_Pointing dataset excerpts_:
***

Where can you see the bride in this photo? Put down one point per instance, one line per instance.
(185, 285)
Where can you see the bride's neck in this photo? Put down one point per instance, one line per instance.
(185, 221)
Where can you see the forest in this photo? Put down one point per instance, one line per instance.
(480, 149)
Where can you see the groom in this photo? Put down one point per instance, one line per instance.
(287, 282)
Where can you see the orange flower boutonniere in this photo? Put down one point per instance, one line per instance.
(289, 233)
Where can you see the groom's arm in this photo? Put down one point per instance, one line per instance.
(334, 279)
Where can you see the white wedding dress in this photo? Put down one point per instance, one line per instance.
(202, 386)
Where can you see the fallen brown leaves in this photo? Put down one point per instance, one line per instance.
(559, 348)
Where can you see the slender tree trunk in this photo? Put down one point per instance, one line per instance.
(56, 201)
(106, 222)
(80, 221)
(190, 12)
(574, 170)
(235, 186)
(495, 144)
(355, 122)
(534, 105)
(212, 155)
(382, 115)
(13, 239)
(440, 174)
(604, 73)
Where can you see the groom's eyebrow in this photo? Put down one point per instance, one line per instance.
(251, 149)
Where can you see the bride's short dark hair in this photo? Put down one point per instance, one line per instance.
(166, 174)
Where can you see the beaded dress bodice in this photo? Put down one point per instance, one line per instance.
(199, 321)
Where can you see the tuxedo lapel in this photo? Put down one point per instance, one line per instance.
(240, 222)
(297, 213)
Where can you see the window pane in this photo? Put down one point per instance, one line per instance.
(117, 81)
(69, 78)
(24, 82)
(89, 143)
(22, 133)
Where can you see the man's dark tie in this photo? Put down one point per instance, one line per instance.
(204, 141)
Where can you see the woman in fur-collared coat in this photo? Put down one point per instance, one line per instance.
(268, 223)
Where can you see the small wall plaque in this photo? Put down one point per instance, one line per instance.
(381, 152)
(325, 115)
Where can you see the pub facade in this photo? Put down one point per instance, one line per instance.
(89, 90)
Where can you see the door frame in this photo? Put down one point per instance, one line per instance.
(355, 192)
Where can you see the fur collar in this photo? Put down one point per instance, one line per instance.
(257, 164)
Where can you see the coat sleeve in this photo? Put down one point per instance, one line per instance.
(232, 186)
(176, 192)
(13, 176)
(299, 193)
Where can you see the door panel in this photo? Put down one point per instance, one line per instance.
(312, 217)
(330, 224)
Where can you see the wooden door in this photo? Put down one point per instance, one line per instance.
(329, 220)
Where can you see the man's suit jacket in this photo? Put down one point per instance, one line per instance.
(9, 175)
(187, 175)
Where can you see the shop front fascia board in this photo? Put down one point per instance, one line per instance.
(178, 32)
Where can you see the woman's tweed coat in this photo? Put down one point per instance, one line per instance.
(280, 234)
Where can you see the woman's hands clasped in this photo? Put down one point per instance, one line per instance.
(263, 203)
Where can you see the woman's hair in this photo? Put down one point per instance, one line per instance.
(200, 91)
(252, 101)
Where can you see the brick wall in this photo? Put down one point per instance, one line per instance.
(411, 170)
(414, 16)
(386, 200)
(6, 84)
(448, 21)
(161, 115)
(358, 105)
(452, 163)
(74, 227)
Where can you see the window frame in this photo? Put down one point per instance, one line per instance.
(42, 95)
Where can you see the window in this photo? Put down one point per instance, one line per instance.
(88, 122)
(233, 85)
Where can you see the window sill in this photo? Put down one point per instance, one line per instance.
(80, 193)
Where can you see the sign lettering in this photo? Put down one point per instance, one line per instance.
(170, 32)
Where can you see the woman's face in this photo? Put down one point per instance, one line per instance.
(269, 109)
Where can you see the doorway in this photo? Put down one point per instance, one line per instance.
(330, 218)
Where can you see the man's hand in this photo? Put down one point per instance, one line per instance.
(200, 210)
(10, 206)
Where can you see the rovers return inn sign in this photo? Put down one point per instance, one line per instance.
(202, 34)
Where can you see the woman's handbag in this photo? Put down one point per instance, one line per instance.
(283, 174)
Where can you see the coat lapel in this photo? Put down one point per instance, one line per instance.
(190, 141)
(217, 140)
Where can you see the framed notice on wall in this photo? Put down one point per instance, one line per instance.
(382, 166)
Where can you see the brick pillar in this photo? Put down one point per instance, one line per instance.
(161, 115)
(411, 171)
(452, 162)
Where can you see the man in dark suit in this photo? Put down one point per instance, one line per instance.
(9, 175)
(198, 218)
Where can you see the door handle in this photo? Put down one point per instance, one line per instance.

***

_CHALLENGE_:
Retype, exactly and only, the lines running from the one with "Where can you see the window frame" through the final line of the listing above.

_TASK OUTPUT_:
Where can you see the window frame in this photo? Put down one point per instance, one line per instance.
(42, 95)
Where can you see the window in this photo? Put down one point per instance, one line per instance.
(88, 122)
(233, 85)
Where can you see the window sill in this photo? Put down one point per instance, one line per instance.
(80, 193)
Where can you see the sign lettering in this photo? Put down one point per instance, one line per instance.
(170, 32)
Where can you see the woman's face in this photo? Put down one point per instance, one line per instance.
(269, 109)
Where can you see the doorway in this photo? Put down one point per instance, one line per instance.
(330, 218)
Where can you see the man's hand in this photo? Put down one point per instance, one line per instance.
(200, 210)
(10, 206)
Where can you see the rovers return inn sign in this photo? Put down one point per instance, one line per instance.
(202, 34)
Where can you see the woman's handbag in this photo? Put down one point per instance, one line per instance.
(283, 174)
Where can you see the coat lapel in this photo? Put down one point per instance, one line per instance.
(190, 141)
(217, 140)
Where can you see the framed notice on wall in this photo? Put down one point per instance, one line per instance.
(382, 166)
Where can you see the brick pillar in this photo? Put down one point per instance, one line per instance.
(161, 115)
(411, 171)
(452, 162)
Where can you see the man in dark suit in this photo? Put down one point per instance, one line per instance.
(9, 175)
(198, 218)
Where can you see the door handle in this photo? Put down one point per instance, one line per instance.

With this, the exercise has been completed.